#### Source extract ####
The photographs were a problem. I had two entire bookshelves full of carefully arranged photographs in albums. What to do with those? None of the kids wanted them and we had no room for them. So I scanned them all instead and then had a bonfire when I was done. Each picture became a bits and bytes and I had all the precious photographs in multiple places, backed up to “the cloud” and safe. I had always fretted about a fire or some disaster taking my precious photographs away. Now they were safe. I even had fun with them making myself combination photos like this collage of my daughter’s school pictures.
We began our trailer life with a whole lot less “stuff” than we had before. Because of the weight limit in the trailer if we brought something in, we had to throw something else out. I began combining kitsch with practicality. Instead of glass ornaments I began collecting fridge magnets, pot holders and tea towels from the places we visited because they did double duty as something useful. When the tea towel wore out I was able to discard it with hardly any regret. When we had to run to a tornado shelter during an outbreak in Kentucky, I had my pets and my computer in the shelter (which doubled as a shower between outbreaks). I wasn’t particularly worried about losing all my stuff. The trailer and contents were insured and the important things, like my pictures, were safe no matter what and the only irreplaceable stuff, husband and pets, were with me in the shelter.
My love of kitsch has not ended. It has just found a safe outlet where there is no weight limit to worry about. I spend time in the virtual world of Second Life where I can do, or be, or play at anything I choose to. I collect all kinds of kitsch in Second Life as well as unleash the artist in me, the builder and I always have a Jewish community to join in for Holidays no matter how far away the nearest synagogue is physically.
When we purchased our summer home in Alonsa I wasted some time fretting about the table I gave away that would have been perfect for this spot. If only I hadn’t sold it! Then I realized I could buy a new table that precisely fit and didn’t have a drop wing that didn’t work right. I knew that was much more enjoyable.
I only rarely have a little twinge, like when I saw that blue blown glass dolphin that I decided not to buy. It is better to have less and enjoy it more. It is better to share joy than to hoard it. And its certainly better to have time to be play Victorian skunk in a secret garden than to have to make time to dust ornaments you haven’t looked at since the last time you dusted them. And so decluttering and downsizing and reducing my earthly possessions has been almost entirely a freeing experience.
#### Records ####
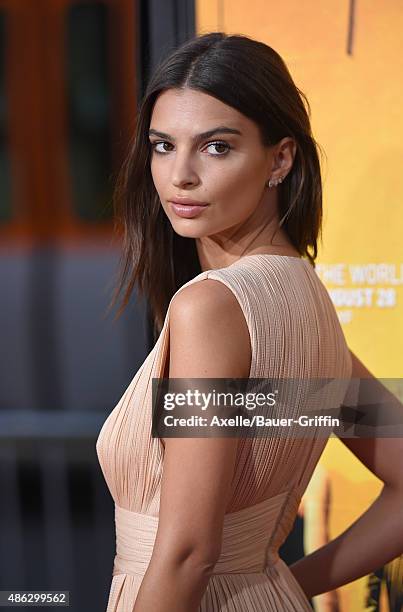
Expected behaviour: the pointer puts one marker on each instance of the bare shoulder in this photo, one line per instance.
(209, 336)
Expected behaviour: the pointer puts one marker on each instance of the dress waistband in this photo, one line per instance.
(250, 538)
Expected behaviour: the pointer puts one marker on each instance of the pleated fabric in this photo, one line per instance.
(295, 333)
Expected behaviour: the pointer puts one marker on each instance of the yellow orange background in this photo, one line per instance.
(357, 118)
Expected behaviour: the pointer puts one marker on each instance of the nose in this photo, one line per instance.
(183, 172)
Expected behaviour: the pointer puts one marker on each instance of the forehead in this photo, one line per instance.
(189, 108)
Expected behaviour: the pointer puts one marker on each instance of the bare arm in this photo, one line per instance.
(208, 339)
(376, 537)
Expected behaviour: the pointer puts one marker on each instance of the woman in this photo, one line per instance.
(221, 205)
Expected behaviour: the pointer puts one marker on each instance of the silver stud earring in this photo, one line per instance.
(274, 182)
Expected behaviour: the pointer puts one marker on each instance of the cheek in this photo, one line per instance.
(239, 188)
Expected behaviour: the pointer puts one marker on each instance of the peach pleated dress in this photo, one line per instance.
(295, 333)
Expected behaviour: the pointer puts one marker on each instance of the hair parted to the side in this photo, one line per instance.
(251, 77)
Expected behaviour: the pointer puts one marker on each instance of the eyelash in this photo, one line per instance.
(209, 144)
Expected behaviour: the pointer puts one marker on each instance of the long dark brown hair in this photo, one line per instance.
(251, 77)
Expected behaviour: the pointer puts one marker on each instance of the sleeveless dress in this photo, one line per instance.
(295, 333)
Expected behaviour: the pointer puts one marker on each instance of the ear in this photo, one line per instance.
(283, 157)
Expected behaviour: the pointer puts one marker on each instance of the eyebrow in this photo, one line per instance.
(221, 129)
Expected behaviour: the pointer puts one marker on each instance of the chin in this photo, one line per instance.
(189, 228)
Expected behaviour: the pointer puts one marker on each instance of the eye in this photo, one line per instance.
(219, 143)
(160, 142)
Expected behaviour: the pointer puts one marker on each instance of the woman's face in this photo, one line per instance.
(225, 170)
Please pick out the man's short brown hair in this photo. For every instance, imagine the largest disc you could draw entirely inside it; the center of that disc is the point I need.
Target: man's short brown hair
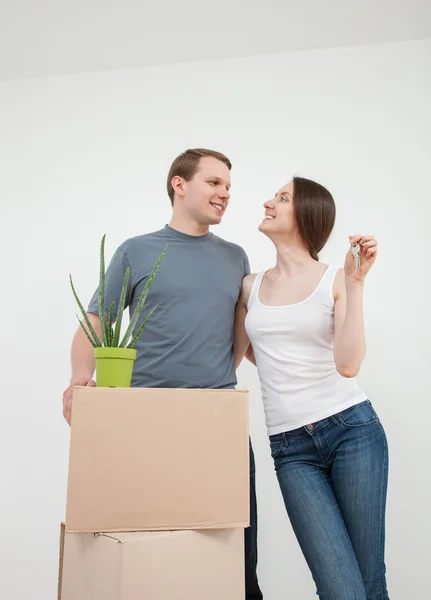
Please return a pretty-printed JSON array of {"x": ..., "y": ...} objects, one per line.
[{"x": 186, "y": 165}]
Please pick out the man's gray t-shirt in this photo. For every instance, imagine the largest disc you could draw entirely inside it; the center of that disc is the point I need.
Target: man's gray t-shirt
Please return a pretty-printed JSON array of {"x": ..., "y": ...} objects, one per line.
[{"x": 188, "y": 341}]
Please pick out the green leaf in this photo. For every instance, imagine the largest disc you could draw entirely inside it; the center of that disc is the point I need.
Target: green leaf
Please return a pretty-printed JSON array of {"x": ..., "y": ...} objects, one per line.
[
  {"x": 102, "y": 315},
  {"x": 90, "y": 339},
  {"x": 110, "y": 333},
  {"x": 84, "y": 314},
  {"x": 141, "y": 301},
  {"x": 141, "y": 329},
  {"x": 121, "y": 306}
]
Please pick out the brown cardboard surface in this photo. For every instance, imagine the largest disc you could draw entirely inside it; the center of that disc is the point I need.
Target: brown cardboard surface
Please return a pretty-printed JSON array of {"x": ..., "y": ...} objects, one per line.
[
  {"x": 164, "y": 565},
  {"x": 158, "y": 459}
]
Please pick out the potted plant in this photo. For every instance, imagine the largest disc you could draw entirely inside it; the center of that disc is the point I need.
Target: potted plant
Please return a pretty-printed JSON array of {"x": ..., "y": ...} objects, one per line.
[{"x": 114, "y": 358}]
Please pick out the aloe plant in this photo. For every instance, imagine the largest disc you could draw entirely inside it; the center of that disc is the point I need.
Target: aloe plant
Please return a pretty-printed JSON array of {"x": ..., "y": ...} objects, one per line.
[{"x": 110, "y": 331}]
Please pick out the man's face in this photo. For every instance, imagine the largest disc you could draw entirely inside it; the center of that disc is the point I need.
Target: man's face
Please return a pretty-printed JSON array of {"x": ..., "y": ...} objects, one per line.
[{"x": 206, "y": 196}]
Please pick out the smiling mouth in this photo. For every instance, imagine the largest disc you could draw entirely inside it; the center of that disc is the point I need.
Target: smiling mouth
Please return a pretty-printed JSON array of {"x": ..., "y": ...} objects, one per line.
[{"x": 217, "y": 206}]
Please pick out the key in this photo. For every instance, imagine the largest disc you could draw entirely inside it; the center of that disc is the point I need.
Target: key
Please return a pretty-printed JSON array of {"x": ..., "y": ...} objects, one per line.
[{"x": 355, "y": 251}]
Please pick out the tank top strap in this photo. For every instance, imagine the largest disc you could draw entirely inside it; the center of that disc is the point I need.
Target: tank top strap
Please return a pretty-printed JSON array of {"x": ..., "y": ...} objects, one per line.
[{"x": 255, "y": 288}]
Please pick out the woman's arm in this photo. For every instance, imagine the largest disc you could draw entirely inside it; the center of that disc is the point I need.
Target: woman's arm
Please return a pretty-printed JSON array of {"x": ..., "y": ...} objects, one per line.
[
  {"x": 241, "y": 342},
  {"x": 349, "y": 340}
]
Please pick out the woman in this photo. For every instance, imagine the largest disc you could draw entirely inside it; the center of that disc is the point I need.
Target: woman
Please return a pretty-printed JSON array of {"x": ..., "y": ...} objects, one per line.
[{"x": 304, "y": 322}]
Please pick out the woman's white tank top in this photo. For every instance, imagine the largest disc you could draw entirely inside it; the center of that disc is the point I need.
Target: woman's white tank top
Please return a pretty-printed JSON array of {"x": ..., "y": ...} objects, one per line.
[{"x": 294, "y": 351}]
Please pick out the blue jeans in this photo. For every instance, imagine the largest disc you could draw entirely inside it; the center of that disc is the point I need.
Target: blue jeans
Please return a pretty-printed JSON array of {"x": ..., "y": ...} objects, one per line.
[
  {"x": 333, "y": 477},
  {"x": 252, "y": 590}
]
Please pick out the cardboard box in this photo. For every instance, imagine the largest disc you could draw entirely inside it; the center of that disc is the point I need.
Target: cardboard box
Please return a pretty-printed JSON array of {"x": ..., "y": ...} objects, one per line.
[
  {"x": 158, "y": 459},
  {"x": 164, "y": 565}
]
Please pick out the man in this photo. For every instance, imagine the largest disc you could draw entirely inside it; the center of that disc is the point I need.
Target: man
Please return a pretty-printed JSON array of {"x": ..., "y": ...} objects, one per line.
[{"x": 188, "y": 342}]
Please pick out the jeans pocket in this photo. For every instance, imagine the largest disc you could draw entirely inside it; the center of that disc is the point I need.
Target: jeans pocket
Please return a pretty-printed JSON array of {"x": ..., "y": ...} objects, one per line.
[
  {"x": 276, "y": 443},
  {"x": 359, "y": 415}
]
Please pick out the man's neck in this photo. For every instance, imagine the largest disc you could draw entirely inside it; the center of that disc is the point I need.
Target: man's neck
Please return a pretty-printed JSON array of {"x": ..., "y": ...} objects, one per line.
[{"x": 187, "y": 226}]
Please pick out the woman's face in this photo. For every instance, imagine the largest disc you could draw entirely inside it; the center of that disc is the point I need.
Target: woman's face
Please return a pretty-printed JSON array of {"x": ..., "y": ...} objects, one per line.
[{"x": 279, "y": 214}]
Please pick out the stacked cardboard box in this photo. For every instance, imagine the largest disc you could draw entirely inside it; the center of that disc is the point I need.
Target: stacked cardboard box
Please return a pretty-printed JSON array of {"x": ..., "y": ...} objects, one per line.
[{"x": 158, "y": 495}]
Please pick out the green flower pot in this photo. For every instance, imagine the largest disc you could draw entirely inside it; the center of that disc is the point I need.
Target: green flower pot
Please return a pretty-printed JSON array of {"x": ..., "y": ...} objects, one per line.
[{"x": 114, "y": 366}]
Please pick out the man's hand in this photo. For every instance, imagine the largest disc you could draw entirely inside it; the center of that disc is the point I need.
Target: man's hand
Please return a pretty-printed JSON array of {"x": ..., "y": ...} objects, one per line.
[{"x": 67, "y": 397}]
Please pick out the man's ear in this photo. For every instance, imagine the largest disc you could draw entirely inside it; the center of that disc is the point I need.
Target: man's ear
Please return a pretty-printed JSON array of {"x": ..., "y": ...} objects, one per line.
[{"x": 178, "y": 185}]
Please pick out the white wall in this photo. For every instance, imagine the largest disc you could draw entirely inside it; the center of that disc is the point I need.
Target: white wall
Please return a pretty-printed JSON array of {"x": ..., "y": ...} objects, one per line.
[{"x": 88, "y": 154}]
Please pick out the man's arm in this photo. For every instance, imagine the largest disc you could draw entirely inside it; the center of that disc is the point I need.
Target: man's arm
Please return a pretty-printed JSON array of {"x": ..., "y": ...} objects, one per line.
[{"x": 83, "y": 364}]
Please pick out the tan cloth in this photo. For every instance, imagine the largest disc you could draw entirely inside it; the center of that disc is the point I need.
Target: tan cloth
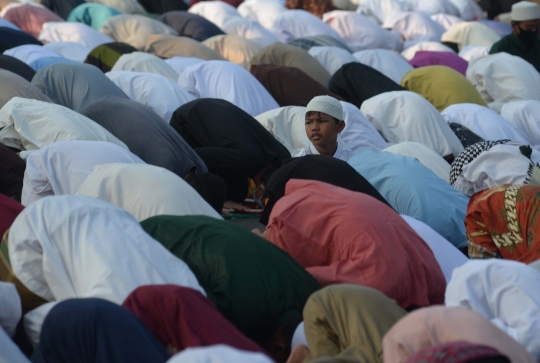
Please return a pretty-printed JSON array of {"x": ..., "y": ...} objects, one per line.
[
  {"x": 429, "y": 327},
  {"x": 346, "y": 323},
  {"x": 134, "y": 29},
  {"x": 168, "y": 46},
  {"x": 233, "y": 48},
  {"x": 280, "y": 54},
  {"x": 29, "y": 300}
]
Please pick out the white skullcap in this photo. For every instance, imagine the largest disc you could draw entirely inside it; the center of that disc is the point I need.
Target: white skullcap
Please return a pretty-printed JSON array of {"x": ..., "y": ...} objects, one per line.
[
  {"x": 525, "y": 10},
  {"x": 326, "y": 104}
]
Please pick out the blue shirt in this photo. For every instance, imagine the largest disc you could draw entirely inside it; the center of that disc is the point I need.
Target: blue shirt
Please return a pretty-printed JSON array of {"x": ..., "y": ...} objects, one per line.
[{"x": 414, "y": 190}]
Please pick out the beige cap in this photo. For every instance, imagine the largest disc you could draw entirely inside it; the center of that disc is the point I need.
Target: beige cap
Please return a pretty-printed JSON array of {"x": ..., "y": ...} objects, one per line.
[{"x": 525, "y": 10}]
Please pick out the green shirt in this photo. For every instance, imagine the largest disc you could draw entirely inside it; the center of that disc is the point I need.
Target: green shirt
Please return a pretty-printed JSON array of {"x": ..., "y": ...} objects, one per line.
[{"x": 512, "y": 45}]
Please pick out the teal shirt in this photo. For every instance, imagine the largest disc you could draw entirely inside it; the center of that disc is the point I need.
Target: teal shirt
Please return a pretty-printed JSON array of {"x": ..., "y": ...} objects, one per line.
[{"x": 512, "y": 45}]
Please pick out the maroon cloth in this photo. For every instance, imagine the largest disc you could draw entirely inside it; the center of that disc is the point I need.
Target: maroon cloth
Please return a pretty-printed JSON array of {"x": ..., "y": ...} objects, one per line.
[
  {"x": 457, "y": 352},
  {"x": 289, "y": 86},
  {"x": 9, "y": 210},
  {"x": 182, "y": 317},
  {"x": 449, "y": 59},
  {"x": 11, "y": 172}
]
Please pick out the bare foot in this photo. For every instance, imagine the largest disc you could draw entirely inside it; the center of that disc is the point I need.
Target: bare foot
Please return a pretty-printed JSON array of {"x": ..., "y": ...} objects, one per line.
[{"x": 298, "y": 354}]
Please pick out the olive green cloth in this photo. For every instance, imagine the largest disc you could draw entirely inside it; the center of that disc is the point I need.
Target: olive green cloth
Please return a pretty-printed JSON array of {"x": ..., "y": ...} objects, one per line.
[
  {"x": 254, "y": 284},
  {"x": 346, "y": 324}
]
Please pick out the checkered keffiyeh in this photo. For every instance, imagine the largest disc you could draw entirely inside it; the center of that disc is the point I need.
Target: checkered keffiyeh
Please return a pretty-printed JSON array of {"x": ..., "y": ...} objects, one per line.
[
  {"x": 455, "y": 352},
  {"x": 468, "y": 155}
]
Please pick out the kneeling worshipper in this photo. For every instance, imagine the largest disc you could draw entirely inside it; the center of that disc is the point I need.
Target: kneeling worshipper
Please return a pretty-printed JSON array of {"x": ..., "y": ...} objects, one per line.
[
  {"x": 9, "y": 210},
  {"x": 441, "y": 86},
  {"x": 465, "y": 136},
  {"x": 523, "y": 42},
  {"x": 105, "y": 56},
  {"x": 27, "y": 125},
  {"x": 483, "y": 121},
  {"x": 503, "y": 292},
  {"x": 407, "y": 116},
  {"x": 432, "y": 326},
  {"x": 501, "y": 222},
  {"x": 227, "y": 81},
  {"x": 144, "y": 63},
  {"x": 322, "y": 168},
  {"x": 502, "y": 78},
  {"x": 411, "y": 188},
  {"x": 323, "y": 123},
  {"x": 490, "y": 164},
  {"x": 146, "y": 135},
  {"x": 232, "y": 144},
  {"x": 191, "y": 25},
  {"x": 66, "y": 247},
  {"x": 429, "y": 158},
  {"x": 349, "y": 254},
  {"x": 14, "y": 85},
  {"x": 280, "y": 54},
  {"x": 289, "y": 86},
  {"x": 525, "y": 117},
  {"x": 96, "y": 331},
  {"x": 180, "y": 318},
  {"x": 447, "y": 255},
  {"x": 146, "y": 191},
  {"x": 346, "y": 323},
  {"x": 16, "y": 66},
  {"x": 356, "y": 83},
  {"x": 62, "y": 167},
  {"x": 254, "y": 284},
  {"x": 75, "y": 85},
  {"x": 159, "y": 93},
  {"x": 218, "y": 354},
  {"x": 11, "y": 173}
]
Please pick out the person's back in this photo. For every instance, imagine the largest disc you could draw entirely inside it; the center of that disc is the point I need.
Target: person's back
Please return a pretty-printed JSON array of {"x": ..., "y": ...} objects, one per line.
[
  {"x": 523, "y": 42},
  {"x": 254, "y": 284}
]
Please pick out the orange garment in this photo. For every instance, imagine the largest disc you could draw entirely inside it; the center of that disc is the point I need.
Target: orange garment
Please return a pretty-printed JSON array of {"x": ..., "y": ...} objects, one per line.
[
  {"x": 503, "y": 222},
  {"x": 341, "y": 236},
  {"x": 30, "y": 18}
]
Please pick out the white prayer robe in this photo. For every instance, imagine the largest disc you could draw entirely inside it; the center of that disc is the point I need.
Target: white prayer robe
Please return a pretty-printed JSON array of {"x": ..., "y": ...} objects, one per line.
[
  {"x": 62, "y": 167},
  {"x": 389, "y": 63},
  {"x": 72, "y": 32},
  {"x": 525, "y": 117},
  {"x": 145, "y": 63},
  {"x": 218, "y": 12},
  {"x": 360, "y": 32},
  {"x": 230, "y": 82},
  {"x": 502, "y": 78},
  {"x": 30, "y": 52},
  {"x": 158, "y": 92},
  {"x": 482, "y": 121},
  {"x": 332, "y": 58},
  {"x": 505, "y": 293},
  {"x": 145, "y": 191},
  {"x": 429, "y": 158},
  {"x": 447, "y": 255},
  {"x": 293, "y": 24},
  {"x": 265, "y": 12},
  {"x": 30, "y": 124},
  {"x": 470, "y": 33},
  {"x": 68, "y": 247},
  {"x": 407, "y": 116}
]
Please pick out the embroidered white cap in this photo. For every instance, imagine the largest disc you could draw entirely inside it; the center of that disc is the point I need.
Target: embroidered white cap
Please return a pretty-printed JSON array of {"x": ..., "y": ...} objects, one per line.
[
  {"x": 326, "y": 104},
  {"x": 525, "y": 10}
]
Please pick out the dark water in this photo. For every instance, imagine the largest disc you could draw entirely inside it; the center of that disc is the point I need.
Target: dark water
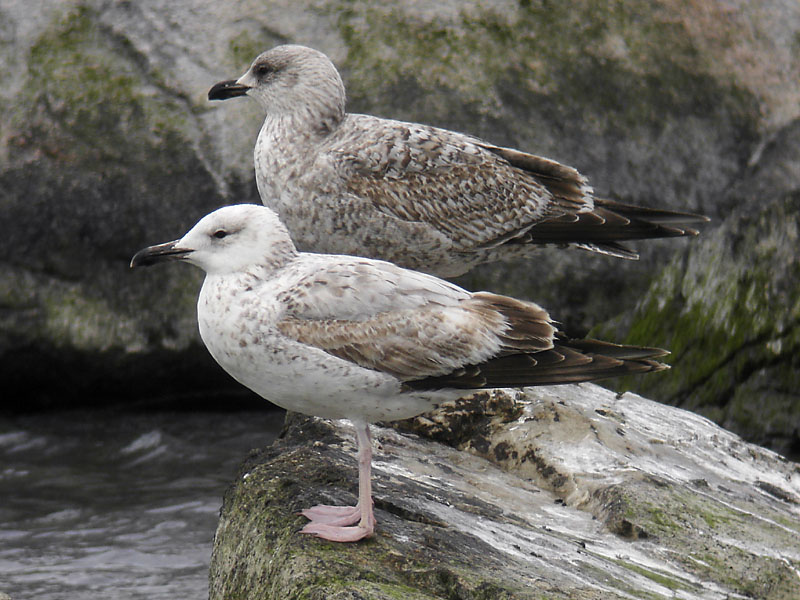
####
**Work item**
Write out the portion of the downsizing passage between "We began our" and "in the shelter.", inclusive.

**Your solution**
We began our trailer life with a whole lot less “stuff” than we had before. Because of the weight limit in the trailer if we brought something in, we had to throw something else out. I began combining kitsch with practicality. Instead of glass ornaments I began collecting fridge magnets, pot holders and tea towels from the places we visited because they did double duty as something useful. When the tea towel wore out I was able to discard it with hardly any regret. When we had to run to a tornado shelter during an outbreak in Kentucky, I had my pets and my computer in the shelter (which doubled as a shower between outbreaks). I wasn’t particularly worried about losing all my stuff. The trailer and contents were insured and the important things, like my pictures, were safe no matter what and the only irreplaceable stuff, husband and pets, were with me in the shelter.